Rows from a pointing dataset:
**********

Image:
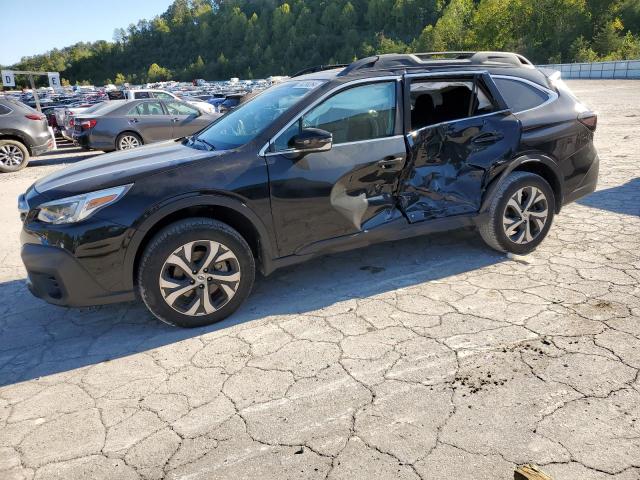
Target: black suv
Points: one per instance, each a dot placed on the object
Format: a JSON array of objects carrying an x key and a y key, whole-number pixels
[{"x": 388, "y": 147}]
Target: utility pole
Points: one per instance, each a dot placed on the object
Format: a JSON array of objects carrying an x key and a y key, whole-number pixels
[
  {"x": 30, "y": 74},
  {"x": 35, "y": 93}
]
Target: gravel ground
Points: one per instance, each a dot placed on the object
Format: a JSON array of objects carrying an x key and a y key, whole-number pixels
[{"x": 427, "y": 358}]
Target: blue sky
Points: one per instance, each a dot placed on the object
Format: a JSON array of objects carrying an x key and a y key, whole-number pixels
[{"x": 35, "y": 26}]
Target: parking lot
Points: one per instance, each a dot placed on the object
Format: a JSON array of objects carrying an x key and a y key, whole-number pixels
[{"x": 433, "y": 357}]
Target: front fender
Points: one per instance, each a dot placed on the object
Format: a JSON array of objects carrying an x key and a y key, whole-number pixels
[{"x": 160, "y": 211}]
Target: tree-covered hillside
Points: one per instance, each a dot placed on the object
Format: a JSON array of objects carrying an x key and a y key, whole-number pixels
[{"x": 217, "y": 39}]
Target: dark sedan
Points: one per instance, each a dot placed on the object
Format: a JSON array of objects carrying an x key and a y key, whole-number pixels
[{"x": 122, "y": 124}]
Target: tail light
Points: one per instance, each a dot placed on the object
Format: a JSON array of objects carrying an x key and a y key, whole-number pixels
[
  {"x": 88, "y": 124},
  {"x": 589, "y": 120}
]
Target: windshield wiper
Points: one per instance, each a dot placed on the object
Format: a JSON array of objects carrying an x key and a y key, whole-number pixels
[{"x": 194, "y": 139}]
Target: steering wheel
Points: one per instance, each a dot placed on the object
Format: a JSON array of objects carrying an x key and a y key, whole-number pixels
[{"x": 240, "y": 128}]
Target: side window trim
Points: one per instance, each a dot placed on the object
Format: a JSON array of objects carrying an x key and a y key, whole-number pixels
[
  {"x": 264, "y": 151},
  {"x": 551, "y": 95}
]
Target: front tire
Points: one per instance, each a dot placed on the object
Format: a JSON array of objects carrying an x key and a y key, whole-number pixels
[
  {"x": 128, "y": 140},
  {"x": 520, "y": 214},
  {"x": 14, "y": 156},
  {"x": 195, "y": 272}
]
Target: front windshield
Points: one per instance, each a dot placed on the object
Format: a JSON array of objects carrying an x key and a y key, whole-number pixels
[{"x": 243, "y": 124}]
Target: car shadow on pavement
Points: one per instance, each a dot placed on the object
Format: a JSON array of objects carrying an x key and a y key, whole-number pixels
[
  {"x": 63, "y": 155},
  {"x": 623, "y": 199},
  {"x": 37, "y": 339}
]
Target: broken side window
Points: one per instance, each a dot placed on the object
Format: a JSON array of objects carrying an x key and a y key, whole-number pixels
[{"x": 434, "y": 102}]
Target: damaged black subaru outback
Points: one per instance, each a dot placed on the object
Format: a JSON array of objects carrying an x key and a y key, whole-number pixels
[{"x": 388, "y": 147}]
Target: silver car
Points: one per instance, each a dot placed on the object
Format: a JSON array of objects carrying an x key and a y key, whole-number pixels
[
  {"x": 23, "y": 132},
  {"x": 125, "y": 124}
]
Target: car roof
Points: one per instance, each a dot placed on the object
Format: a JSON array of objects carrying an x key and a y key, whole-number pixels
[{"x": 496, "y": 63}]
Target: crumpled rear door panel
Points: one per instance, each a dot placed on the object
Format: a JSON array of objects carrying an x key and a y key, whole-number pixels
[{"x": 447, "y": 165}]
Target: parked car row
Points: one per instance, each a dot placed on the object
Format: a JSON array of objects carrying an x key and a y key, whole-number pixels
[{"x": 126, "y": 124}]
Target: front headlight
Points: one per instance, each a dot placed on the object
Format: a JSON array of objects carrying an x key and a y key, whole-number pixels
[{"x": 79, "y": 207}]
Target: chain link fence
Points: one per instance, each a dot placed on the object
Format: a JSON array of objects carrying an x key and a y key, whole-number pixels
[{"x": 615, "y": 70}]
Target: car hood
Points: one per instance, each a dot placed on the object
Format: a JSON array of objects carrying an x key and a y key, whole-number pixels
[{"x": 118, "y": 168}]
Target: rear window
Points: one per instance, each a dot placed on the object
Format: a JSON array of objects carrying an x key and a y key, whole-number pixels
[{"x": 520, "y": 96}]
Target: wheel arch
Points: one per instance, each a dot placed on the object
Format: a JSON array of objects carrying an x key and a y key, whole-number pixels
[
  {"x": 137, "y": 134},
  {"x": 537, "y": 163},
  {"x": 228, "y": 210},
  {"x": 17, "y": 137}
]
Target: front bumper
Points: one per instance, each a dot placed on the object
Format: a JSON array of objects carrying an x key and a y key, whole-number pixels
[{"x": 55, "y": 276}]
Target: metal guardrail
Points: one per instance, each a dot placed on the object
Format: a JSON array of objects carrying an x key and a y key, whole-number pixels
[{"x": 614, "y": 70}]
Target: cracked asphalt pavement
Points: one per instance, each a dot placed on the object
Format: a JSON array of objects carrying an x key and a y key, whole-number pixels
[{"x": 427, "y": 358}]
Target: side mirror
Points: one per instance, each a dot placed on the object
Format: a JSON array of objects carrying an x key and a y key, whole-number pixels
[{"x": 312, "y": 140}]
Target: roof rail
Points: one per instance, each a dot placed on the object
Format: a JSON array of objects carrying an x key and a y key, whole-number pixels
[
  {"x": 397, "y": 61},
  {"x": 319, "y": 68}
]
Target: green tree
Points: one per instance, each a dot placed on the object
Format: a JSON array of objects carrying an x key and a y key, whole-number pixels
[{"x": 156, "y": 73}]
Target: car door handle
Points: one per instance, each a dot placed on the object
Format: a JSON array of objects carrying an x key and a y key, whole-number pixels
[
  {"x": 488, "y": 137},
  {"x": 391, "y": 162}
]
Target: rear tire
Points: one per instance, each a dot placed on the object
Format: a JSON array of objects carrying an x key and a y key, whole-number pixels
[
  {"x": 195, "y": 272},
  {"x": 520, "y": 214},
  {"x": 14, "y": 156},
  {"x": 128, "y": 140}
]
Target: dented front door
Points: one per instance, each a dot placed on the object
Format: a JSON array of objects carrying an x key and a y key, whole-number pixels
[
  {"x": 330, "y": 194},
  {"x": 323, "y": 195}
]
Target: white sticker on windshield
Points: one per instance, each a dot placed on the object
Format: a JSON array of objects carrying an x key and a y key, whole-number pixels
[{"x": 308, "y": 84}]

**********

◆ **EXERCISE DETAILS**:
Set down the material above as is, without any pictures.

◆ **FINISHED TASK**:
Image:
Target: black suv
Points: one per instance, each a dot placed on the object
Format: a JSON array of objects carrying an x key and a y key, whole-number pixels
[{"x": 388, "y": 147}]
Target: utility pole
Points: one per instance, each a dot placed on the object
Format: a JSON array of objects carrying an x key and a y key, whole-number pixels
[
  {"x": 30, "y": 74},
  {"x": 35, "y": 93}
]
Target: gravel ground
Points: one per instance, each a dot placed on the object
Format: a JSON array of objects carrying an x key and a y key, whole-number pixels
[{"x": 427, "y": 358}]
Target: blue sky
Points: one per instance, each a dot placed on the object
Format: a JSON array of objects carrying an x key and a y key, whole-number pixels
[{"x": 35, "y": 26}]
Target: parking lot
Points: one per instance, each a dot placed on the object
Format: a JSON array of objects carrying an x key and a y key, whole-number pixels
[{"x": 433, "y": 357}]
Target: front fender
Points: one per instance, each a dot placed on the object
Format: a JSON array of objects carrying an x key and a y key, whole-number pixels
[{"x": 160, "y": 211}]
Target: tree-covered hillside
Points: one per instance, each a dot placed on the object
Format: a JSON array of objects carrying an x key and a y key, whole-number pixels
[{"x": 217, "y": 39}]
Target: dark sedan
Points: one per instance, each a dot placed on the object
Format: a JSON array of objects carrying an x key and a y key, whole-number pixels
[{"x": 122, "y": 124}]
Target: tail light
Points: one per instance, each a dot placed on the object
Format: a JSON array of objects carrying an x key and a y key, whole-number pixels
[
  {"x": 88, "y": 124},
  {"x": 589, "y": 120}
]
Target: windshield wiper
Points: one per instance, each a dot placed on the object
Format: a JSON array of objects carrying an x key and a y key, whole-number pixels
[{"x": 194, "y": 139}]
Target: steering wheel
Points: one per instance, each a dot placed on the object
Format: a JSON array of objects carrying an x key and a y key, whole-number pixels
[{"x": 240, "y": 128}]
Target: side window trim
Points: one per instance, each a dot placed on the object
Format: a JSON array of objects carrying an x key and a y key, whole-number pixels
[
  {"x": 264, "y": 151},
  {"x": 551, "y": 95}
]
Target: front tire
Points: one per instance, each a dot placed on the object
Format: a JSON array of objects carrying an x key and a y key, whole-number pixels
[
  {"x": 128, "y": 140},
  {"x": 520, "y": 214},
  {"x": 14, "y": 156},
  {"x": 195, "y": 272}
]
Target: front windshield
Points: one per instance, each a dot placed on the object
Format: a JSON array of objects carrying an x key and a y key, whole-number pixels
[{"x": 243, "y": 124}]
Target: car shadow on pavement
Points: one per instance, each a dot placed on the object
Format: a JSON array of objects carrying an x key and a y key, whole-number pixels
[
  {"x": 63, "y": 155},
  {"x": 623, "y": 199},
  {"x": 37, "y": 339}
]
Target: broken side window
Points: one per instance, each a dot placed on the object
Format: a JSON array of objects carrying an x key and a y key, whole-number pixels
[{"x": 434, "y": 102}]
Target: damaged black subaru outback
Points: one per instance, each a dot placed on the object
Format: a JSON array of objects carrying an x key and a y key, whole-number pixels
[{"x": 388, "y": 147}]
Target: silver car
Points: one per instance, each a dot placed on the object
Format: a JSON array of objects carrying an x key and a y key, whole-number pixels
[
  {"x": 23, "y": 132},
  {"x": 125, "y": 124}
]
Target: car roof
Points: one per instance, each a dot placed on the object
Format: a JSON array of objects carrying an x key and a y key, whole-number pixels
[{"x": 496, "y": 63}]
Target: crumpled rear door panel
Points: one per instance, each a dot placed on the object
Format: a JSON array of objects carrying an x key and a y key, whole-number pixels
[{"x": 447, "y": 165}]
Target: parked car row
Points: one per instance, each a dot placed on the object
Format: a JSON array of objects carrying an x key and a y key, whole-number pixels
[{"x": 126, "y": 124}]
Target: front headlight
Points: one per instance, each a dot placed on the object
Format: a JSON array of objects carrying an x key and a y key, whole-number pixels
[{"x": 79, "y": 207}]
Target: chain link fence
Points: one per instance, each a dot placed on the object
Format: a JSON array of objects carrying an x key and a y key, whole-number pixels
[{"x": 615, "y": 70}]
Target: car hood
Points: one per instance, each a dot placed on the object
Format: a JSON array of objects carrying an x key and a y key, whole-number pixels
[{"x": 118, "y": 168}]
Target: rear window
Points: one per instance, each a dot placed on the object
Format: a JSON array of objects carrying an x key and a y key, whole-number pixels
[{"x": 520, "y": 96}]
Target: wheel arch
Points: one per instance, each a dot placed on the object
Format: a JSON array of objects carrying an x key and a y key, whole-number pixels
[
  {"x": 137, "y": 134},
  {"x": 537, "y": 163},
  {"x": 228, "y": 210},
  {"x": 17, "y": 137}
]
Target: front bumper
Points: one per instance, each a dot placed on the object
Format: a JSON array of objects carrying an x key and a y key, whole-number pixels
[{"x": 55, "y": 276}]
Target: metal guardrail
Points: one per instance, each a dot placed on the object
Format: a JSON array of objects carrying an x key and a y key, whole-number pixels
[{"x": 614, "y": 70}]
Target: cracked asphalt pavement
Points: one per instance, each a dot placed on the object
Format: a JSON array of objects carrying an x key and a y key, whole-number pixels
[{"x": 427, "y": 358}]
Target: side mirror
Points: one per instance, each a dot placed on the object
Format: a JSON array of objects carrying an x key and a y key, whole-number pixels
[{"x": 312, "y": 140}]
Target: roof rail
Points: one per instance, each a dot placed on the object
Format: a JSON array of objects carrying an x key and a y key, whole-number pixels
[
  {"x": 397, "y": 61},
  {"x": 319, "y": 68}
]
Target: green tree
Points: one per instance, each a dot placed on the object
Format: a JSON array of objects carrying an x key and a y key, whole-number pixels
[{"x": 156, "y": 73}]
Target: car door handle
Points: one per instance, each a dot placed on the object
Format: a JSON array of objects carrying an x key and a y key, whole-number pixels
[
  {"x": 488, "y": 137},
  {"x": 391, "y": 162}
]
Target: rear tire
Points: one per instance, each a dot placed on the object
Format: a JSON array of objects carrying an x key and a y key, whole-number pixels
[
  {"x": 195, "y": 272},
  {"x": 520, "y": 214},
  {"x": 14, "y": 156},
  {"x": 128, "y": 140}
]
Target: dented front door
Points: one per instance, each a dot placed on the object
Format: a JSON array of objects carrying an x key and a y key, whole-number pixels
[
  {"x": 330, "y": 194},
  {"x": 323, "y": 195}
]
Target: white sticker on windshield
Points: one per instance, each a dot placed on the object
Format: a JSON array of objects carrying an x key and a y key, whole-number pixels
[{"x": 308, "y": 84}]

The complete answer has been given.